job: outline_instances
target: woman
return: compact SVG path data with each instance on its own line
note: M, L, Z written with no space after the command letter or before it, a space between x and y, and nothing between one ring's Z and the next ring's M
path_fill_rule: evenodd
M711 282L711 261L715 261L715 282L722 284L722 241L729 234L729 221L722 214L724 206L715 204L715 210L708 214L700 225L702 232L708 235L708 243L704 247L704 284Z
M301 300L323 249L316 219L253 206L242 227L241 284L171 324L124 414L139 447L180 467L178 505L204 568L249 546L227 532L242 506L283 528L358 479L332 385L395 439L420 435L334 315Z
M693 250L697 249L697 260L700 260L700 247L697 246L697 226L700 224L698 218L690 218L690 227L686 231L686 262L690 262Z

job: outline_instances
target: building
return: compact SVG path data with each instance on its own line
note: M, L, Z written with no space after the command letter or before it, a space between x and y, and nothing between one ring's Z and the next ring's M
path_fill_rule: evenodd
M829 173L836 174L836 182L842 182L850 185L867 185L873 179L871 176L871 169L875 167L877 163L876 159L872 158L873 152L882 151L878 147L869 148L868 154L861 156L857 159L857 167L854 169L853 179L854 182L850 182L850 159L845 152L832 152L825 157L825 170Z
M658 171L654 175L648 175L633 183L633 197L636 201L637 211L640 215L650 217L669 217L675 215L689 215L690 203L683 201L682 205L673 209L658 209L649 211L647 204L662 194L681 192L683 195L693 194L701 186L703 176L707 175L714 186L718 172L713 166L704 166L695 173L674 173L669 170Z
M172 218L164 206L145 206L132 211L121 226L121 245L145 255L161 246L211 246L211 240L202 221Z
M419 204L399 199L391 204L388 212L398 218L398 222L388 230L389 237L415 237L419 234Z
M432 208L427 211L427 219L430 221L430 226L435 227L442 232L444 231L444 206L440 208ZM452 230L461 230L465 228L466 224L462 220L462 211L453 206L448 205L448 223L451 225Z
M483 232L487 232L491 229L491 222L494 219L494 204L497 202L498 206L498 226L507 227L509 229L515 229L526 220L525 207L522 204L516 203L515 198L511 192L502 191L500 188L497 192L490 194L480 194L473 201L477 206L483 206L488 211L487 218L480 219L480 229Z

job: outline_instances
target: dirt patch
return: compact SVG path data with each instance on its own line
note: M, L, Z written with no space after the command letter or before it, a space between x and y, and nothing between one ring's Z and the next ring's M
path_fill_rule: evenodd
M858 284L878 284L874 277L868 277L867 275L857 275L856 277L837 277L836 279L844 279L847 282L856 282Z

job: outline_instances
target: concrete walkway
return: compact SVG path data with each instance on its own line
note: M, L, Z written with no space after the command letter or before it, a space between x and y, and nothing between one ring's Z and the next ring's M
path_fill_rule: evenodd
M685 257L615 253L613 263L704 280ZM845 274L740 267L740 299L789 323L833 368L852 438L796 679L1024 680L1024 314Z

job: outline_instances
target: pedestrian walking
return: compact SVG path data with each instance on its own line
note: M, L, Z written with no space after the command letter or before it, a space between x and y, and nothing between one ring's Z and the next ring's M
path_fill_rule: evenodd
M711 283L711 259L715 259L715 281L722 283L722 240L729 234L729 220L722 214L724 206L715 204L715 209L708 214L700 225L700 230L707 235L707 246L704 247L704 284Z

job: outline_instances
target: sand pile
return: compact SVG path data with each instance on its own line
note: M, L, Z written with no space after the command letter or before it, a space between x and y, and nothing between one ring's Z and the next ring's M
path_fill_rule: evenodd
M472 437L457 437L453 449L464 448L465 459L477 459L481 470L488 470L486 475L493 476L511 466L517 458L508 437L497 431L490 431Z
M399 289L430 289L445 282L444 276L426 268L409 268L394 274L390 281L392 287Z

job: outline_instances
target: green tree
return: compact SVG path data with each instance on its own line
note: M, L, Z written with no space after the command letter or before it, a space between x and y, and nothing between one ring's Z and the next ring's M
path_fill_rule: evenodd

****************

What to do:
Once you have read the entries, write them all out again exactly.

Reply:
job: outline_instances
target: woman
return: compact SVG path data with each instance on its own line
note: M, L, Z written with no space after the command letter or before it, a space between x and y, and nothing between one ring's Z and the next ring's M
path_fill_rule: evenodd
M711 282L711 261L715 261L715 282L722 284L722 241L729 234L729 221L722 214L724 206L715 204L715 210L708 214L700 225L702 232L708 235L708 243L704 247L704 284Z
M301 300L323 249L316 219L253 206L242 227L241 284L171 324L124 414L139 447L180 467L178 505L204 568L249 546L227 532L242 506L283 528L358 479L332 385L395 439L420 435L334 315Z
M693 250L697 249L697 260L700 260L700 247L697 246L697 226L700 224L698 218L690 218L690 227L686 231L686 262L690 262Z

job: outline_instances
target: building
return: compact SVG path data with each instance on its own line
note: M, L, Z written with no space after the command letter or before it, a space between x and y, and nothing between one ring's Z and the next ring's M
path_fill_rule: evenodd
M829 173L836 174L836 182L842 182L850 185L867 185L873 179L871 176L871 169L875 167L877 163L876 159L872 158L873 152L882 151L878 147L869 148L868 154L861 156L857 159L857 167L854 169L853 179L854 182L850 182L850 159L845 152L832 152L825 157L825 170Z
M658 171L654 175L648 175L633 183L633 197L636 201L637 211L640 215L650 217L669 217L675 215L689 215L690 203L683 201L682 205L673 209L658 209L649 211L647 204L662 194L681 192L683 195L693 194L701 186L703 176L707 175L714 186L718 172L713 166L704 166L695 173L674 173L669 170Z
M172 218L164 206L145 206L132 211L121 226L121 245L145 255L161 246L211 246L211 240L202 221Z
M419 204L399 199L391 204L388 212L398 218L398 222L388 230L389 237L415 237L419 234Z
M432 208L427 211L427 219L430 221L430 226L435 227L442 232L444 231L444 206L440 208ZM452 230L461 230L465 228L466 224L462 220L462 211L453 206L448 205L448 223L451 225Z
M483 232L487 232L491 229L491 222L494 219L494 204L497 202L498 206L498 226L507 227L509 229L515 229L526 220L525 207L522 204L516 203L515 198L511 192L502 191L500 188L497 192L490 194L480 194L473 201L477 206L483 206L488 211L487 218L480 219L480 229Z

job: outline_instances
target: dirt patch
return: compact SVG path data with each instance on its own line
note: M, L, Z written with no space after the command letter or before it, a space between x and y, and nothing between one ring's Z and the next ring's M
path_fill_rule: evenodd
M858 284L878 284L874 277L868 277L867 275L857 275L856 277L837 277L836 279L844 279L847 282L856 282Z

job: outline_instances
target: concrete walkway
return: compact SVG path data with each instance on its own line
note: M, L, Z written with no space after the command letter or before it, a space between x and y, and nothing between one ring's Z and the next ring's M
path_fill_rule: evenodd
M685 257L615 253L613 263L704 280ZM845 274L740 267L740 299L789 323L833 368L852 438L796 679L1024 680L1024 314Z

job: outline_instances
target: pedestrian walking
return: compact SVG path data with each instance on its own line
note: M, L, Z written with no space after the command letter or before it, a space between x and y, and nothing between one ring's Z and the next ring's M
path_fill_rule: evenodd
M711 283L711 259L715 259L715 281L722 283L722 240L729 234L729 220L722 214L724 206L715 204L715 209L708 214L700 225L700 230L707 235L707 246L704 247L704 284Z

job: outline_instances
target: sand pile
return: compact SVG path data with each instance on its own line
note: M, L, Z written with no space after the command letter or before it, a space between x and y, and nothing between one ring's Z and the next ring's M
path_fill_rule: evenodd
M472 437L457 437L453 449L464 448L465 459L477 459L481 470L488 470L486 475L493 476L511 466L517 458L508 437L497 431L490 431Z
M399 289L430 289L445 282L444 276L426 268L409 268L394 274L390 281L392 287Z

job: outline_instances
target: green tree
return: compact SVG path data with each instance on its own line
note: M, L, Z written with no space after the command letter or before it, a space between x and y, and nothing between one ring's Z and the next ring's M
path_fill_rule: evenodd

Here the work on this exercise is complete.